> **Extracted records**:

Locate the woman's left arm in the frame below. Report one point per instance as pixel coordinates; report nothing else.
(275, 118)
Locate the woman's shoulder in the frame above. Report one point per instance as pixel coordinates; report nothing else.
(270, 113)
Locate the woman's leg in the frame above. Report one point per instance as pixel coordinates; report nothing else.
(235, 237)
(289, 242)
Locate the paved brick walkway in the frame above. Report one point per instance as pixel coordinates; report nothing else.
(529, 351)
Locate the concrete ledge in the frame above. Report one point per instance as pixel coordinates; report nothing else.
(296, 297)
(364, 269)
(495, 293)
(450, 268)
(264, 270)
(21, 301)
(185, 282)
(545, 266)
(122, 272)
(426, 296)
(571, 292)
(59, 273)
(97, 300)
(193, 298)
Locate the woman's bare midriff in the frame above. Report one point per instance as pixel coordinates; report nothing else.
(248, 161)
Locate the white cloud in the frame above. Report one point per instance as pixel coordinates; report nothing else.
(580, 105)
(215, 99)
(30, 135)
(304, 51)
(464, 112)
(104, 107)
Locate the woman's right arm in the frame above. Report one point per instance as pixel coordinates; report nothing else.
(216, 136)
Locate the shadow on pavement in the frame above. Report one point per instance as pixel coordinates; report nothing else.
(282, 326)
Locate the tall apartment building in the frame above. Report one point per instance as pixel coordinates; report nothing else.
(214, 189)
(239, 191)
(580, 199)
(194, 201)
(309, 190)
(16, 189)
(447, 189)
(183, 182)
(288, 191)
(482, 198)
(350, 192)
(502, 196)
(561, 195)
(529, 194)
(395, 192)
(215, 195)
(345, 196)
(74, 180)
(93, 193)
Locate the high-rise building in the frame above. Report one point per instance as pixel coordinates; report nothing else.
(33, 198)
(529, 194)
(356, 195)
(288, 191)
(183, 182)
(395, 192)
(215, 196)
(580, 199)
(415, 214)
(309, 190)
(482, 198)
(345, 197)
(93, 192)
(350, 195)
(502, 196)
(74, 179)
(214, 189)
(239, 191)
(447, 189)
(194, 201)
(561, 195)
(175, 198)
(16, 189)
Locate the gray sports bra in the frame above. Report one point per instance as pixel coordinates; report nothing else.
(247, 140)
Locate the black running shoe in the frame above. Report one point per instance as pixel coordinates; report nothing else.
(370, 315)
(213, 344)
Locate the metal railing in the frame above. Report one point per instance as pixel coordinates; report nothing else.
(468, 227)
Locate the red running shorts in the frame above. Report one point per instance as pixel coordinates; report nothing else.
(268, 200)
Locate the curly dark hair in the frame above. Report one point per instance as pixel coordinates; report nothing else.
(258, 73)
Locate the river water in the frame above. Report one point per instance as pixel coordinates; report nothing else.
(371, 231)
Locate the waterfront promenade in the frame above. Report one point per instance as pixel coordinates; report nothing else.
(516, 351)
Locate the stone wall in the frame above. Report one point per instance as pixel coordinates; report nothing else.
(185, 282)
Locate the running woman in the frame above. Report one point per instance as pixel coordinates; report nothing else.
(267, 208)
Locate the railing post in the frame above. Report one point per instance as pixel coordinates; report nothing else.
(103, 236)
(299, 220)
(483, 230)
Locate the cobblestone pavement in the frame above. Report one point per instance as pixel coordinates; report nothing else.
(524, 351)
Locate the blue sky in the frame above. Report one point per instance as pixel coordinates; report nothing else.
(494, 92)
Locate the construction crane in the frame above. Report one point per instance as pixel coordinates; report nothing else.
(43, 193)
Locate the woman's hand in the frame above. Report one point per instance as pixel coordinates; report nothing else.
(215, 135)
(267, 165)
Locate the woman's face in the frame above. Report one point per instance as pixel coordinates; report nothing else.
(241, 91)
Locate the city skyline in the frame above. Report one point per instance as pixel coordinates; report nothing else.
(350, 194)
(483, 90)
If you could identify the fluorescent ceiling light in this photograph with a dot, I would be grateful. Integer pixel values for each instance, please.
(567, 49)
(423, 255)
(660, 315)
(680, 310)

> **Try it**: Write out the records in full, exactly as they appear above.

> **Response to this exercise**:
Locate the woman's left arm in the frame below. Report one point per instance as pixel coordinates; report nothing else.
(275, 118)
Locate the woman's shoulder in the frame above. Report one point per instance as pixel coordinates; report nothing else.
(270, 113)
Locate the woman's leg in the frame above. Report one point per instance as pixel coordinates; report nothing else.
(235, 237)
(289, 242)
Locate the paved brick walkway in the frame above. Report one point per instance as pixel coordinates; report nothing else.
(529, 351)
Locate the concrete ledge in the frame above. Report one point per instance as pixel coordinates; report nothing else.
(296, 297)
(364, 269)
(495, 293)
(450, 268)
(264, 270)
(21, 301)
(185, 282)
(545, 266)
(122, 272)
(426, 296)
(571, 292)
(59, 273)
(97, 300)
(193, 298)
Locate the woman's bare midriff in the frame above. Report one point per instance as pixel coordinates; report nothing else.
(248, 161)
Locate the white cloud in the frame above. Report one point per instance as pixel coordinates; report nothing else.
(580, 105)
(215, 99)
(30, 135)
(304, 51)
(464, 112)
(104, 107)
Locate the woman's right arm in the frame above. Report one point per instance as pixel coordinates; report nothing else.
(216, 136)
Locate the shadow on pavement in the frame above. Report one point per instance as pixel coordinates; report nothing else.
(282, 326)
Locate the tall apartment building in the frame above. Report one point per instance as pixel coordinates; report nothing else.
(214, 189)
(239, 191)
(580, 199)
(194, 201)
(309, 190)
(16, 189)
(447, 189)
(183, 182)
(288, 191)
(482, 198)
(350, 192)
(502, 196)
(561, 195)
(529, 194)
(395, 192)
(215, 195)
(345, 196)
(74, 180)
(93, 193)
Locate the high-rise building in the frame above. Report one point per instance as pixel coordinates; report nothing else.
(33, 198)
(529, 194)
(356, 195)
(288, 191)
(183, 182)
(395, 192)
(215, 196)
(580, 199)
(415, 214)
(309, 190)
(482, 198)
(345, 197)
(93, 192)
(350, 195)
(502, 196)
(74, 179)
(214, 189)
(239, 191)
(447, 189)
(194, 201)
(561, 195)
(175, 198)
(16, 189)
Locate the gray sports bra in the frame above. Report one point per instance as pixel coordinates; report nothing else.
(247, 140)
Locate the black running shoe in the frame above. Report one point per instance as pixel coordinates; report nothing else.
(370, 315)
(213, 344)
Locate the metal railing in the frame above. Report one point per instance as pixel coordinates; report nothing else.
(468, 227)
Locate the red running shorts in the frame above. Report one point per instance as pixel coordinates; report nothing else.
(268, 200)
Locate the curly dark hair in the frame above. Report one point per instance as pixel coordinates; report nothing else.
(258, 73)
Locate the river water in the frame above. Report one point per instance as pixel coordinates; report nothing else.
(371, 231)
Locate the waterfront promenade in the frame above. Report one point per instance as pixel coordinates; report nothing else.
(516, 351)
Locate the stone wall in the frame above. Report one point per instance as pixel coordinates; report nothing else.
(185, 282)
Locate the running woman in the frame above. Report one point per instance as pixel coordinates; report nothing else.
(267, 208)
Locate the railing post in the frame above. Report one point per instance as pixel coordinates; report nothing else.
(103, 236)
(299, 220)
(483, 230)
Locate the cobblestone pavement in the frame above. Report one point per instance as pixel coordinates; report nothing else.
(524, 351)
Locate the blue sky in the frame above. Report one point per instance as pixel coordinates; report nothing else.
(494, 92)
Locate the construction crane in the frame above. Report one point per instance as pixel coordinates; report nothing else.
(43, 193)
Locate the woman's hand in the frame above. Report one point per instance as pixel coordinates; report nothing else.
(215, 135)
(267, 165)
Locate the woman's face in the frame above. Report one point per instance as pixel coordinates; report nothing else.
(241, 91)
Locate the city skyline in the frame above. Report one point per instance as pixel coordinates; report nothing else.
(350, 194)
(483, 90)
If you could identify the fluorescent ceiling light in this photograph with a dot, I would be grateful. Integer pixel values for each instance, please.
(567, 49)
(423, 255)
(660, 315)
(680, 310)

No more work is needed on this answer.